● 原文:
ただし、きちんと契約書を作成しても贈与税がかかる恐れがあります。

それは、肩代わりしてもら金額が明らかに返済能力を超えている、返済できないと思われる金額である場合です。

返せない金額のお金を貸すというのは、明らかに不自然です。贈与と疑われても仕方がありません。

また、親から借りているという前提の借金返済を途中で中断する、残額を帳消しにするようなことをしてしまえば、残った金額に対して贈与税が発生することになります。

更に、発生した贈与税を自分ではなく親に立て替えてもらった、支払ってもらった場合も、それは贈与扱いになってしまうので注意が必要です。

ところで…家族や恋人に借金があることを打ち明けるべき?

借金問題は、非常にデリケートです。自分が毎月の返済に追われていることを、大切な家族や恋人に打ち明けるべきなのでしょうか。

借金があることを打ち明けることは、隠し事がなくなってスッキリする、借金返済のために日々の生活や支出の管理をしてもらうことができる、というメリットがあります。

返済をするためには、返済資金を毎月確実に用意することが求められます。日々の浪費を絶つ、新たな借り入れをしないなど、チェックしてもらうことで返済資金を確保することに繋がるのです。

ただ、その一方でいくつかのデメリットも生じてしまう恐れがあります。

  • 家族の空気が悪くなる
  • 恋人と別れる
  • 結婚が延期になる

借金があると聞けば、まず相手は戸惑うでしょう。その金額は?返済目途は?何の目的で出来た借金なの?質問責めに遭うことになります。

● 課題 1: 記録のうち「TARGET: dark trousers」を含む行から「[(398, 386), (335, 397), (366, 410)]」を含む行まで、両端の行も含めて一字一句変えずに抜き出す。

● 作業用データ:
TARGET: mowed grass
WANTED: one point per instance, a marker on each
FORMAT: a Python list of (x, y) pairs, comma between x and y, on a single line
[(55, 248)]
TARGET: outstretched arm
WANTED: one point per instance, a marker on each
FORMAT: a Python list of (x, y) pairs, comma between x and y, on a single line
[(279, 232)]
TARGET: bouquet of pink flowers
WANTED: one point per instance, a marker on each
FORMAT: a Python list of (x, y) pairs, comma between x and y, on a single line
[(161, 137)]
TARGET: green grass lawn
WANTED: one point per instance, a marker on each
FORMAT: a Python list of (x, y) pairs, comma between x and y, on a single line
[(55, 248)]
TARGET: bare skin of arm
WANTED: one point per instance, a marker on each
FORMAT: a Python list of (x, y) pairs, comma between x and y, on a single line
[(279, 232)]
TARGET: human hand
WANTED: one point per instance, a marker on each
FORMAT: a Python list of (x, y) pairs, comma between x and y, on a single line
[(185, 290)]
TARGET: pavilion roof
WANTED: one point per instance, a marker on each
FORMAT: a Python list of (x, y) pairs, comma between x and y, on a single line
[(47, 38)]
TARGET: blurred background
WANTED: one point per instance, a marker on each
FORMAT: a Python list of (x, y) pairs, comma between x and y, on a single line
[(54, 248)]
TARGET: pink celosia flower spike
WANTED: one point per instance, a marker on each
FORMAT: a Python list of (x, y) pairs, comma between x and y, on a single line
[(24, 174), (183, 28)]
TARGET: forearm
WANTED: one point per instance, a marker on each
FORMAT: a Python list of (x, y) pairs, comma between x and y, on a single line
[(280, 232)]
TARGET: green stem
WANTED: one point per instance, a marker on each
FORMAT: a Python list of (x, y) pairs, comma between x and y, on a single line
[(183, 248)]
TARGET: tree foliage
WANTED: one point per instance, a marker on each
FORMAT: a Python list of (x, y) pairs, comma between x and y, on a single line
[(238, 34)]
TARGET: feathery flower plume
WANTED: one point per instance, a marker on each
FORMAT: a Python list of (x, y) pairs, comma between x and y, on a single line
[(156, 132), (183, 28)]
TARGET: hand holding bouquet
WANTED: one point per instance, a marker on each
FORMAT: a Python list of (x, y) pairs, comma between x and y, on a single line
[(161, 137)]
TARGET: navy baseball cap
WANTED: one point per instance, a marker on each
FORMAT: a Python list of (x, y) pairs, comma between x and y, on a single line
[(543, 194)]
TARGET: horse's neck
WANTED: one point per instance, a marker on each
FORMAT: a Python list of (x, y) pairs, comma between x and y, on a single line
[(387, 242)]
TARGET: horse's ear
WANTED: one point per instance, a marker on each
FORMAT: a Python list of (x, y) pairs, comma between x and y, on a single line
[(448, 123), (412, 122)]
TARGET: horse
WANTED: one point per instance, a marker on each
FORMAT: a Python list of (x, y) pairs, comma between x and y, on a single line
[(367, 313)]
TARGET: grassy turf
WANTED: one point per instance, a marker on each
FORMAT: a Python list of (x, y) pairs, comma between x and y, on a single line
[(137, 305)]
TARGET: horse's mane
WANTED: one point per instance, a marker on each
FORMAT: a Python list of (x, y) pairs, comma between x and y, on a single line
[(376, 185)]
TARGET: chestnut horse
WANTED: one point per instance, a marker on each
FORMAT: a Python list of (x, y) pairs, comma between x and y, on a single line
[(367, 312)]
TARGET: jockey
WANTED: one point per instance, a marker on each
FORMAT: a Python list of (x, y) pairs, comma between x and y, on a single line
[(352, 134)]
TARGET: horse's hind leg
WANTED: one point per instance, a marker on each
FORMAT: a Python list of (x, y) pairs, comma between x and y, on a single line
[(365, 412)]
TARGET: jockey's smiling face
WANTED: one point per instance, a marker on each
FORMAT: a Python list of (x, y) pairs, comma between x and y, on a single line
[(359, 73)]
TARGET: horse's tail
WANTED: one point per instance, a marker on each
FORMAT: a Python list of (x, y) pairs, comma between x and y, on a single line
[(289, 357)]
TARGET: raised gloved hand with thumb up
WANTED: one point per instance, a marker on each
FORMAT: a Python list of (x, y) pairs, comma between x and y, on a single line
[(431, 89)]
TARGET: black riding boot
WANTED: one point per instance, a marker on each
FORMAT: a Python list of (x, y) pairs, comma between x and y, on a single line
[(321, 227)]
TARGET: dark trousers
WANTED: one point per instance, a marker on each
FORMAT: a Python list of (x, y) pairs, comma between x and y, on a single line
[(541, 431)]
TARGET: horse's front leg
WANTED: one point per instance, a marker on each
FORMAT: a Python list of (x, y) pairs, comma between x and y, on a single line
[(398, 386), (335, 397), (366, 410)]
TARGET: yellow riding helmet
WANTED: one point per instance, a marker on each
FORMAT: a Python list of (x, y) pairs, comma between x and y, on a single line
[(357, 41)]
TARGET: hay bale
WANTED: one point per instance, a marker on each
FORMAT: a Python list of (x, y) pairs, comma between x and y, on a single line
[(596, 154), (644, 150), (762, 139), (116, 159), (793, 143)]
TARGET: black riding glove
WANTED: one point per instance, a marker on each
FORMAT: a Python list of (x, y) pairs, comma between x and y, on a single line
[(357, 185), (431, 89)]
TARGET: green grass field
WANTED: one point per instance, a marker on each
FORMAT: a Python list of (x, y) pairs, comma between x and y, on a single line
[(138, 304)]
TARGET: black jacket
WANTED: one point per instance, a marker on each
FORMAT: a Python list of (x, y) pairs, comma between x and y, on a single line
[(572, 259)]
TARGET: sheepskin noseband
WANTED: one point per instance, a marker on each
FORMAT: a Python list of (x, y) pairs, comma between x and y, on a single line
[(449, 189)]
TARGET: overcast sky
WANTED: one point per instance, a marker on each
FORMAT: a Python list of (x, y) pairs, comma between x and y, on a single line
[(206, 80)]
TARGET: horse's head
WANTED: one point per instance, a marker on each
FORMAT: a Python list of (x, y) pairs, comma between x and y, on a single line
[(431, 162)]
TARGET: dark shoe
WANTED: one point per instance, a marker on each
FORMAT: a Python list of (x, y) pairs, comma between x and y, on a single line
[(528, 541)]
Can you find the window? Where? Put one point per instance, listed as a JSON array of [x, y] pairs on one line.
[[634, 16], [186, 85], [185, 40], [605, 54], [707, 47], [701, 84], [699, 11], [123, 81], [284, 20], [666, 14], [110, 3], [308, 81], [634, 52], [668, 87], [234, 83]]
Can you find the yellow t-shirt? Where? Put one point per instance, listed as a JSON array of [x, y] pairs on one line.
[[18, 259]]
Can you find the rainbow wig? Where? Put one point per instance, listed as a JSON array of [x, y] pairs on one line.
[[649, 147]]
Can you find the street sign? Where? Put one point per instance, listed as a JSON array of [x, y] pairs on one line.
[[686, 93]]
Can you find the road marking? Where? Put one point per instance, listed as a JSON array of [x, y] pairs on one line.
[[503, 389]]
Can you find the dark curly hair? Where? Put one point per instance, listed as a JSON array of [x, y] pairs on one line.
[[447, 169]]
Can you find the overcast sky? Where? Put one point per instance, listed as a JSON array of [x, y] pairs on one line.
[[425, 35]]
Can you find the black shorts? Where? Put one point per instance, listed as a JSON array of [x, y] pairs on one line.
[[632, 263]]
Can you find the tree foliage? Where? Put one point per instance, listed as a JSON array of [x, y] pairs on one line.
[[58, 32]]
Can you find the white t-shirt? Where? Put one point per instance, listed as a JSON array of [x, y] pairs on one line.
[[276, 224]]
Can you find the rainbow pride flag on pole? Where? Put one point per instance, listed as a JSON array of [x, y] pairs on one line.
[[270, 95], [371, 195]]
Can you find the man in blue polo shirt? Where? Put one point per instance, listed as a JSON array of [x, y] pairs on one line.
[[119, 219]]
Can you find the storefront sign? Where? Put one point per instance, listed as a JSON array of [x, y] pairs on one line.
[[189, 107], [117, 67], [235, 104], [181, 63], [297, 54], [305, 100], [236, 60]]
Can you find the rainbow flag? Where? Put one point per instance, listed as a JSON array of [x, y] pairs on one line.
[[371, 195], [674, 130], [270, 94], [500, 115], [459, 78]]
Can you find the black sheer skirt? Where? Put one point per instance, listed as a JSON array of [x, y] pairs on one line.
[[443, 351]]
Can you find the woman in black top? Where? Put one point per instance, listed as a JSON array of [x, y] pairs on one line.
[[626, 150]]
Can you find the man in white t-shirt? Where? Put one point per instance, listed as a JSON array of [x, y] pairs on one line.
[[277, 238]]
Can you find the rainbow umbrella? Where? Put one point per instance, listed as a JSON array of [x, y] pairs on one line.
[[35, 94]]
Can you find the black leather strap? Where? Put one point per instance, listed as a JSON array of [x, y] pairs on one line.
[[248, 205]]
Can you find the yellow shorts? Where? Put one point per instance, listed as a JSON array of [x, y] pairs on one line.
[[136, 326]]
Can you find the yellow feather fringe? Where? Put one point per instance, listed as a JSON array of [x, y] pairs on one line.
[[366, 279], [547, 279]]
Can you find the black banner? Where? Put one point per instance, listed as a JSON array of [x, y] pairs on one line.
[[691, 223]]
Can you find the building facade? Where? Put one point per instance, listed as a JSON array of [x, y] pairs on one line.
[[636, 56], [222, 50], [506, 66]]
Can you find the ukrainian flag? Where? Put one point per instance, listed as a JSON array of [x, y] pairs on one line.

● 課題 2: 原文で、借金を打ち明けることのデメリットとして箇条書きで挙げられている項目をすべて書き出す。

● 完成した解答 1:
TARGET: dark trousers
WANTED: one point per instance, a marker on each
FORMAT: a Python list of (x, y) pairs, comma between x and y, on a single line
[(541, 431)]
TARGET: horse's front leg
WANTED: one point per instance, a marker on each
FORMAT: a Python list of (x, y) pairs, comma between x and y, on a single line
[(398, 386), (335, 397), (366, 410)]

● 完成した解答 2:
・家族の空気が悪くなる
・恋人と別れる
・結婚が延期になる